The bland pantheism of the world is obliterated by Holy Merit, where each is rewarded according to his works of love.

The Son, whose birth is beyond investigation, underwent another birth which can be investigated.

In one fell swoop, St. Ephrem eviscerates both empiricism (everything must be investigated scientifically) and fideism (faith in God means we don’t need reason).

With the very weapon that death had used to kill Him, He gained the victory over death…death killed natural life, but supernatural Life killed death.

A pro-death culture will never make sense.

Since humanity fell into Sheol because of a tree, it passed over to the place of life upon a tree. And so, on the tree where bitterness was tasted, sweetness has been tasted, so that we might learn who it is who has no rival among his creatures. Praise to you who suspended your cross over death so that souls could pass over on it from the place of the dead to the place of life.

The world sees the cross as a scandal or an obstacle. We see the beauty of redemptive suffering in love.

Dead idols with closed mouths fed on the life of their worshipers. For this reason, you [Lord] mixed your blood, which repelled death and terrified it, in the bodies of your worshipers, so that the mouths of those who consume them would be repelled by their life.

Think of this next time you receive His Blood in the Eucharist: you have a weapon that terrifies idols.

The One who let Adam speak all at once, without instruction, let deaf-mutes, whose tongues are taught only with difficulty, speak with ease.

How often we lose sight of the gift of speech, especially when our culture values rhetoric over truth.

The disciples, who were thought to have stolen a lifeless corpse, were found to be giving life to other corpses!…And the disciples, who ([the unbelievers] claimed) stole a dead body from living guards, were found to be banishing death in the name of the One who was stolen, so that death would not steal the life of the living.

The Resurrection accounts and the ensuing miracles make sense: they are in harmony with reason, and the revelations therein supply what reason lacks.

This is the Fisherman who came down to catch the lives of the lost. He observed publicans and prostitutes running off to debauchery and drunkenness, so He hurriedly spread His nets where they gathered, to snatch them from the food that sustains the body, (to bring them) to fasting that sustains spirits.

Against the spirit of the world that encourages indulgence and gluttony of all kinds, Christ catches us with fasting and abstinence of the holy kind.

The Physician who brought a hidden disease out into the open did not help the disease along; He killed it.

PROBLEMS TO WORK ON:
(A) In the passage about St. Ephrem, which two views does he eviscerate in one fell swoop?
(B) Say whether each statement agrees with the passage about St. Ephrem, answering yes or no and quoting the words that decide it. (i) The world sees the cross as a scandal or an obstacle. (ii) The Son's first birth can be investigated. (iii) Christ spread His nets where publicans and prostitutes gathered.
The entries after this passage come from a different source.

STUDY MATERIAL:
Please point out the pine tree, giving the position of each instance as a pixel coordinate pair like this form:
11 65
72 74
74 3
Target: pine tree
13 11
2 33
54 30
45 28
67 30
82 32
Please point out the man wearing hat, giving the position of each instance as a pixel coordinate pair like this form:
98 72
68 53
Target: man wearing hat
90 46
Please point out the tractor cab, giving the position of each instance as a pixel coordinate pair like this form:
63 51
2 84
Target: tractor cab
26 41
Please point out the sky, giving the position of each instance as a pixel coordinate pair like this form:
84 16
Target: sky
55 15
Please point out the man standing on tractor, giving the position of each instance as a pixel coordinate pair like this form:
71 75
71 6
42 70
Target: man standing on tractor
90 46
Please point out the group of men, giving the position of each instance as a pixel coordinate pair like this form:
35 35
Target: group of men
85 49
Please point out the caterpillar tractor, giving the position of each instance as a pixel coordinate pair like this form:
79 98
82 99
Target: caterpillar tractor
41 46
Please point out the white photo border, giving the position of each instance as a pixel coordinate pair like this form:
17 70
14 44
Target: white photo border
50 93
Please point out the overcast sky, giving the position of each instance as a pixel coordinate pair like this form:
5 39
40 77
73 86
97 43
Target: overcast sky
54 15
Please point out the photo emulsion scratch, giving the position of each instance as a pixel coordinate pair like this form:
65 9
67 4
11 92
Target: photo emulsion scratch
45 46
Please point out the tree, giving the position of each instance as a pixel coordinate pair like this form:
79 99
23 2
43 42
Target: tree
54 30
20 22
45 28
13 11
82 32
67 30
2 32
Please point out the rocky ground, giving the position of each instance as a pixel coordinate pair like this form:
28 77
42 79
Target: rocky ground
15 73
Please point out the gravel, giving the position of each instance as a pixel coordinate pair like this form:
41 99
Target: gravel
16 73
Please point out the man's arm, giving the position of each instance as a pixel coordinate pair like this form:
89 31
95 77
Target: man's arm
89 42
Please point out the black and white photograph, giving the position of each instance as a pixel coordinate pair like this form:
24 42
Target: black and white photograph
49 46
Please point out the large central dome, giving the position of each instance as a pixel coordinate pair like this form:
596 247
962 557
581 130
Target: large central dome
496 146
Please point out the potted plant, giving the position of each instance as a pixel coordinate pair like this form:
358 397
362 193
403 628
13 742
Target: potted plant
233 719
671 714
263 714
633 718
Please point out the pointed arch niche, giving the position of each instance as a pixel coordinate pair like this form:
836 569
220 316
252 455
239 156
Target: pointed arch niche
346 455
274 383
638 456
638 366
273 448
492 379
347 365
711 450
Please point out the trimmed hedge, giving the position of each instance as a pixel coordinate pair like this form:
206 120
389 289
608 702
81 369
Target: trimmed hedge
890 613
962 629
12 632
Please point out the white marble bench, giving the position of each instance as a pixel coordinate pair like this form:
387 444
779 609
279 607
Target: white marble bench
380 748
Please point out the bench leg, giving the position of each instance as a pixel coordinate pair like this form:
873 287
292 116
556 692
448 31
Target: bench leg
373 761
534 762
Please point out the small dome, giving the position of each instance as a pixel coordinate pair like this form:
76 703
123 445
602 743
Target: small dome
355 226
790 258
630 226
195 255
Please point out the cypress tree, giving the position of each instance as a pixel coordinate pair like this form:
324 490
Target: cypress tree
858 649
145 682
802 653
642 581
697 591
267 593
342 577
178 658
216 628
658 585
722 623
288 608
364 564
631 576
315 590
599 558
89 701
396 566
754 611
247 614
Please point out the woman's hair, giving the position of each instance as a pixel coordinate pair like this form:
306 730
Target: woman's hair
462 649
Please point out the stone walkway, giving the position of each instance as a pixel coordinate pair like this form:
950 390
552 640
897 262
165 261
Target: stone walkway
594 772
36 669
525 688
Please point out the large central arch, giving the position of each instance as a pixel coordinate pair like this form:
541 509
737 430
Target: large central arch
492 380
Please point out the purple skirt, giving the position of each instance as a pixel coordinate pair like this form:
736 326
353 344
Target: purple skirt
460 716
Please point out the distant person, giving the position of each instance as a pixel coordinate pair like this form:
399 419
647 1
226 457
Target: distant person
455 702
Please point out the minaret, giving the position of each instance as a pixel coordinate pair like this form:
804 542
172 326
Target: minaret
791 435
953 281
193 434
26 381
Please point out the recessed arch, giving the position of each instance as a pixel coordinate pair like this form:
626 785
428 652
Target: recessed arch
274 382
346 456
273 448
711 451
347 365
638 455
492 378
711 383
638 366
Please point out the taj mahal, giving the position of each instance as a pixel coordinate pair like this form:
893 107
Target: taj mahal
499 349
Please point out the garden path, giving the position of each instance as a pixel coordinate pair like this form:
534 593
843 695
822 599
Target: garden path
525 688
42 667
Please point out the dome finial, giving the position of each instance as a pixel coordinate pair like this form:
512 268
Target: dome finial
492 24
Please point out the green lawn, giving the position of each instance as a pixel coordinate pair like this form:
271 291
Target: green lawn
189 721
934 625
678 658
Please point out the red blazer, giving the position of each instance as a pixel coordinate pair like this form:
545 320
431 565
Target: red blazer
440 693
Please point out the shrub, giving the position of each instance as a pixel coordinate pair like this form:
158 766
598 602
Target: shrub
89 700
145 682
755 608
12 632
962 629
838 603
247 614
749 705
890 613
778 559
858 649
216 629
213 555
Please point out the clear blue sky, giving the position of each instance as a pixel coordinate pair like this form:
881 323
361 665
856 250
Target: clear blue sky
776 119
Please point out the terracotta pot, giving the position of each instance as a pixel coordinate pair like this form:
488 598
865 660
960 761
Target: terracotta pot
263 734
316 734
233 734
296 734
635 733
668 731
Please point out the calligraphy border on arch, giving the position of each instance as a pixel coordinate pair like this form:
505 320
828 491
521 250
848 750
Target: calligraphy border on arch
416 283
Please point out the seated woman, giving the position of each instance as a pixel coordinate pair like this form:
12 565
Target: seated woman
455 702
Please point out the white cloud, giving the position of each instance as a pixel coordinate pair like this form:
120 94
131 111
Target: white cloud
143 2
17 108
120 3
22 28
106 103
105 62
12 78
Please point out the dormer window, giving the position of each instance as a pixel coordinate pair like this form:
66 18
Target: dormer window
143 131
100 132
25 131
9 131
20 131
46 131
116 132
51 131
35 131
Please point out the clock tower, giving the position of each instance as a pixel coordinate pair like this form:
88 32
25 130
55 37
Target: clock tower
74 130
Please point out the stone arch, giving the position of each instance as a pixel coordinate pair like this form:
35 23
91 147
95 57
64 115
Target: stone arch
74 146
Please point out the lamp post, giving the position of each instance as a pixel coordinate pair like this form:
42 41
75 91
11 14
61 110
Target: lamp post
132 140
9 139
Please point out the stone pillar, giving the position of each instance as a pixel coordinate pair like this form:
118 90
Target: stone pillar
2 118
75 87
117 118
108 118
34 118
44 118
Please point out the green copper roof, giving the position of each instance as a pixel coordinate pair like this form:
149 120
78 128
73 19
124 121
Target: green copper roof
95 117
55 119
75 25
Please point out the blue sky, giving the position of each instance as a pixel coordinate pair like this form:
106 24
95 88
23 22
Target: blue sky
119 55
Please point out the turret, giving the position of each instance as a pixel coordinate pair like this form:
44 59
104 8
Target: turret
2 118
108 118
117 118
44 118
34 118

ANSWERS TO THE TASKS:
(A) Empiricism and fideism.

(B)
(i) Yes: "The world sees the cross as a scandal or an obstacle."
(ii) No: "The Son, whose birth is beyond investigation"
(iii) Yes: "so He hurriedly spread His nets where they gathered"